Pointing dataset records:
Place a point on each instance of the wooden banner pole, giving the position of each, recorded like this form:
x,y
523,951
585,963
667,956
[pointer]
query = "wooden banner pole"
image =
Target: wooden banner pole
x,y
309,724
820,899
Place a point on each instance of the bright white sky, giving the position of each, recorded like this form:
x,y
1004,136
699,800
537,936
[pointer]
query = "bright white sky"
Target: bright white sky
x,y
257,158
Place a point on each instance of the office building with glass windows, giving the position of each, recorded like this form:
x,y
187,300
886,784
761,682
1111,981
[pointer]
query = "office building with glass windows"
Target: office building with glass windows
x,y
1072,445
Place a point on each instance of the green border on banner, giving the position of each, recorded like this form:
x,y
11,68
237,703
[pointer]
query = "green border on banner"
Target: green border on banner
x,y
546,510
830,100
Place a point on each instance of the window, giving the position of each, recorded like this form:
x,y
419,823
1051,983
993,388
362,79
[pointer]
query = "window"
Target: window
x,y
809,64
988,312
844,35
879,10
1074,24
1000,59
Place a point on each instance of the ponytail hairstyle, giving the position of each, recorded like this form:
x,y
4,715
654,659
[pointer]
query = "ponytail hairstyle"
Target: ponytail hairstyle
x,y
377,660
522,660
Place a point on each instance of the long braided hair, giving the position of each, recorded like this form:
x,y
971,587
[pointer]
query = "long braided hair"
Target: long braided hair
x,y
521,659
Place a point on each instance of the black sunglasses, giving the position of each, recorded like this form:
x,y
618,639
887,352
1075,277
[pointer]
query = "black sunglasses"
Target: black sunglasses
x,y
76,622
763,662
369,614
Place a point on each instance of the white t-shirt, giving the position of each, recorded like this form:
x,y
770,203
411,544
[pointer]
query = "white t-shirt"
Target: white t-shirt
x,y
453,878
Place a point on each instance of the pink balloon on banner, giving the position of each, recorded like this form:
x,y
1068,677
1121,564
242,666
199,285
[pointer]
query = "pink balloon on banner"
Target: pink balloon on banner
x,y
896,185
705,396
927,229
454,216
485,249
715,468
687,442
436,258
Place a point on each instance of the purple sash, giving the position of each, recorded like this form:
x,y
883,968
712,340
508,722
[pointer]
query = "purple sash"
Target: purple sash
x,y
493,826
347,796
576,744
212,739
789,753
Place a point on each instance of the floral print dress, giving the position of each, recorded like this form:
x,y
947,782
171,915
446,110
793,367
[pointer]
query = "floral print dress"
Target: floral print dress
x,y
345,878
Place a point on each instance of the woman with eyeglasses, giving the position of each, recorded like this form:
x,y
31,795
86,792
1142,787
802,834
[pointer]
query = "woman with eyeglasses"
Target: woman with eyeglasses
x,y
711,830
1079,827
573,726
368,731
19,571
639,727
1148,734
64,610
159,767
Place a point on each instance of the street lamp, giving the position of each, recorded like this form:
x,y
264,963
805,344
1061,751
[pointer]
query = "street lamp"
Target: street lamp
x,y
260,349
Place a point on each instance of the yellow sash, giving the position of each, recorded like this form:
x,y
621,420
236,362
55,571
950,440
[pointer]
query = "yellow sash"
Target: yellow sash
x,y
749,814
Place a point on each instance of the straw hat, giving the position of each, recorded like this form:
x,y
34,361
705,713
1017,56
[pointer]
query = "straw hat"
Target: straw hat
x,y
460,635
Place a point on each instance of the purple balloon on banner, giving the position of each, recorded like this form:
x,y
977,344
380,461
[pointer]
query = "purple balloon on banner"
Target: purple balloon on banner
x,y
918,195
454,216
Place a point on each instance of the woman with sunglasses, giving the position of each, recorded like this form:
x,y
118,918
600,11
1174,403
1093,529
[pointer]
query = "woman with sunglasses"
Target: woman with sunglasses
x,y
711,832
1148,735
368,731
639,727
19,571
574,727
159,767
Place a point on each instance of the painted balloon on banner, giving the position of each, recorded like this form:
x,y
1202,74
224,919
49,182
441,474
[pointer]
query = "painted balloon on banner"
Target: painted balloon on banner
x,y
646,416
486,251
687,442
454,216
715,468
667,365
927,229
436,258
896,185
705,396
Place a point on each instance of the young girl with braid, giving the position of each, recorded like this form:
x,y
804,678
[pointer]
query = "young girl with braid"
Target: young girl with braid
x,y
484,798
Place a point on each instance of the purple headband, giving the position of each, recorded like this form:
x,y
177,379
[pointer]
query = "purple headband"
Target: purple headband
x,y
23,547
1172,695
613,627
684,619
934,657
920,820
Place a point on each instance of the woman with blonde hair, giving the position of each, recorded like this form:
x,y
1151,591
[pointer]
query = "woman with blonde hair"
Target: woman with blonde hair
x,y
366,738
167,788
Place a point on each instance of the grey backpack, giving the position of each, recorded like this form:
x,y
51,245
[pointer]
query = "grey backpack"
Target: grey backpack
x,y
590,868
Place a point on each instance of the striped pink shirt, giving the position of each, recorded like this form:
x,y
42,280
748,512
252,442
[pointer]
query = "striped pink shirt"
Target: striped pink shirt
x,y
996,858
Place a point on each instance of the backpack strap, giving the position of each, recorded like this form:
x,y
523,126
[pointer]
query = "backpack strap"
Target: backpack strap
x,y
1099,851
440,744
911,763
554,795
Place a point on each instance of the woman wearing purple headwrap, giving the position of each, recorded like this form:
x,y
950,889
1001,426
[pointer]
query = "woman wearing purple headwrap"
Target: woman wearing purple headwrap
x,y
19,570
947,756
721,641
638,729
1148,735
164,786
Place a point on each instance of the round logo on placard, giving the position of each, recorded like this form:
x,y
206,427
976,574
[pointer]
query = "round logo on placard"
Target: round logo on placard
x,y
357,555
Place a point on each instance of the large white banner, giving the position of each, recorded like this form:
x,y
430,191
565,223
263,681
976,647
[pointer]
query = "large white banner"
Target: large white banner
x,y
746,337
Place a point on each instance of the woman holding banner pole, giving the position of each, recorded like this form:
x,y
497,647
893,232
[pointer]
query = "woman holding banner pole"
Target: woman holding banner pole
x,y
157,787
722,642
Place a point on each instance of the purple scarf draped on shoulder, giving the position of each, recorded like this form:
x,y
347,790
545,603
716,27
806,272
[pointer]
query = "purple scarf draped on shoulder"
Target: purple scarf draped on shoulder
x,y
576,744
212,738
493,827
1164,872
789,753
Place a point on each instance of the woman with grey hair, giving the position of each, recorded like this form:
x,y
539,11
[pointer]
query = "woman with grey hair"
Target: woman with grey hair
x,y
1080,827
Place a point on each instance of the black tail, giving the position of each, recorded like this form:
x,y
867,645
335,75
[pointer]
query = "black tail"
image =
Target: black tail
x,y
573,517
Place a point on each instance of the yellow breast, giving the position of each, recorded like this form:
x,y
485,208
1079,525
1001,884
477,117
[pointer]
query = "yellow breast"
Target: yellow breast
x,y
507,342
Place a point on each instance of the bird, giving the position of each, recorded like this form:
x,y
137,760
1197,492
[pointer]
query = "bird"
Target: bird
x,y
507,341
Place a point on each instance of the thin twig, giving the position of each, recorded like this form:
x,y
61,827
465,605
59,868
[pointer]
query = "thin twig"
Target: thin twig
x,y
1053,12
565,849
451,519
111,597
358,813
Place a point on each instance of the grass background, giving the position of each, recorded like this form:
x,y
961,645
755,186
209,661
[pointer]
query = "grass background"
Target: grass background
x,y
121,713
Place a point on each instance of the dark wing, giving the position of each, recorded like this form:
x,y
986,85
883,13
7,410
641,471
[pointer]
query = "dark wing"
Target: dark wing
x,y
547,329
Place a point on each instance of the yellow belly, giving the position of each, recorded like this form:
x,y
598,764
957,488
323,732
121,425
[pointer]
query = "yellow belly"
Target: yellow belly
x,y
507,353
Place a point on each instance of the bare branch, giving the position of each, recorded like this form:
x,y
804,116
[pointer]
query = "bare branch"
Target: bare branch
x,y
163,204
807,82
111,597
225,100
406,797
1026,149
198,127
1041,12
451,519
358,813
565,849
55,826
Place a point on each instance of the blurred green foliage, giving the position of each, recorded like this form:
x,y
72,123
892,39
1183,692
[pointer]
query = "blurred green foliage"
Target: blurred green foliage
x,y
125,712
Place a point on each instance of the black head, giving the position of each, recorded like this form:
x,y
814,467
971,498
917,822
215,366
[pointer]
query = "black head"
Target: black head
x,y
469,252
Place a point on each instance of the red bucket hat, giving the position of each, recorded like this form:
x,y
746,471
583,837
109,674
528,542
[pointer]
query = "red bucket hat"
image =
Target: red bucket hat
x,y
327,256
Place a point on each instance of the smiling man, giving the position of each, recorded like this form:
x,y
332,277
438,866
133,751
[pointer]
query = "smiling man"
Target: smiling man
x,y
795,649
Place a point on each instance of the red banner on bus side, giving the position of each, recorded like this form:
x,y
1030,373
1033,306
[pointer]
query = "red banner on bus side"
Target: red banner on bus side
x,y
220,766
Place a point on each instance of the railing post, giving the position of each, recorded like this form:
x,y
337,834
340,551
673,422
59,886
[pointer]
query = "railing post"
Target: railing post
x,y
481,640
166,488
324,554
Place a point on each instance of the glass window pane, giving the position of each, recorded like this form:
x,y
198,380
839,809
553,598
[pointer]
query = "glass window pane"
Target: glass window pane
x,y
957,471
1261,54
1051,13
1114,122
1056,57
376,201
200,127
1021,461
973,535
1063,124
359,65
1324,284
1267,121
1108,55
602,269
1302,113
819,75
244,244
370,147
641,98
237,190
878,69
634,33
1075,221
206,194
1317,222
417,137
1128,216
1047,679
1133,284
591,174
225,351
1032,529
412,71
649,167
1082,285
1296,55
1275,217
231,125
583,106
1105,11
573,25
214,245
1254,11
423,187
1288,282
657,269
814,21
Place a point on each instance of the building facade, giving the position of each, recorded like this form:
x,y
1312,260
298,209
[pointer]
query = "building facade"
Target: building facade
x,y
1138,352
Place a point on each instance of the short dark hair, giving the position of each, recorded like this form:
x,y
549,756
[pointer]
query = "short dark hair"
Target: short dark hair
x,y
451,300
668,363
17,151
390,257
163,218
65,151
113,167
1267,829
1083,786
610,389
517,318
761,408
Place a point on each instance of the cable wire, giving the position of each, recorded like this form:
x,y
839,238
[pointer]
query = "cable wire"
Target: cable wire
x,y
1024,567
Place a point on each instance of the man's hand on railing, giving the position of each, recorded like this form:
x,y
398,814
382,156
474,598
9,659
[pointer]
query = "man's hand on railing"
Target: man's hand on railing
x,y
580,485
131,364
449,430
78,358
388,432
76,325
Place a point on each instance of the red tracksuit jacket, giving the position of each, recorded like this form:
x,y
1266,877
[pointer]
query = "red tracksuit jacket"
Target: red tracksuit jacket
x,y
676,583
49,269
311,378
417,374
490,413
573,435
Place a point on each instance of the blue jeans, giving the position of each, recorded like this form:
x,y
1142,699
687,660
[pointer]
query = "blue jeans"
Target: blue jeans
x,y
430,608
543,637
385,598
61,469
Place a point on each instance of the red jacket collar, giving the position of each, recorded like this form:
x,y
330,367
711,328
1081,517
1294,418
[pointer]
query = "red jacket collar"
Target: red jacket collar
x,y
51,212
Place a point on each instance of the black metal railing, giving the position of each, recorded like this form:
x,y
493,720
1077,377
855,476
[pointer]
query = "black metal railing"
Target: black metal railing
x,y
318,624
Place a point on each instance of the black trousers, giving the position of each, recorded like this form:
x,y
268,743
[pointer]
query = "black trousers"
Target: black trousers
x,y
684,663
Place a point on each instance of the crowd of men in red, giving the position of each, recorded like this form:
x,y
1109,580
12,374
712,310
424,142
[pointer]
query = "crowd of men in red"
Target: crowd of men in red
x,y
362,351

▸ **Direction**: Write out again, unchanged, every line from the line containing "Place a point on each instance of the black metal" to the final line of the material above.

▸ **Task result**:
Place a point on each instance of the black metal railing, giving the position of each, recorded like this form:
x,y
493,720
1077,377
855,476
[pointer]
query = "black metal railing"
Target: black metal railing
x,y
318,624
Place a point on each instance of the black trousers, giving the position of each, recorded like this form:
x,y
268,743
[pointer]
query = "black trousers"
Target: black trousers
x,y
684,663
Place a point on each instance of the crowd of men in red, giving the position of each, recorded like this form:
x,y
1109,580
12,374
712,310
424,142
[pointer]
query = "crowd of men in red"
Target: crowd of men in red
x,y
362,351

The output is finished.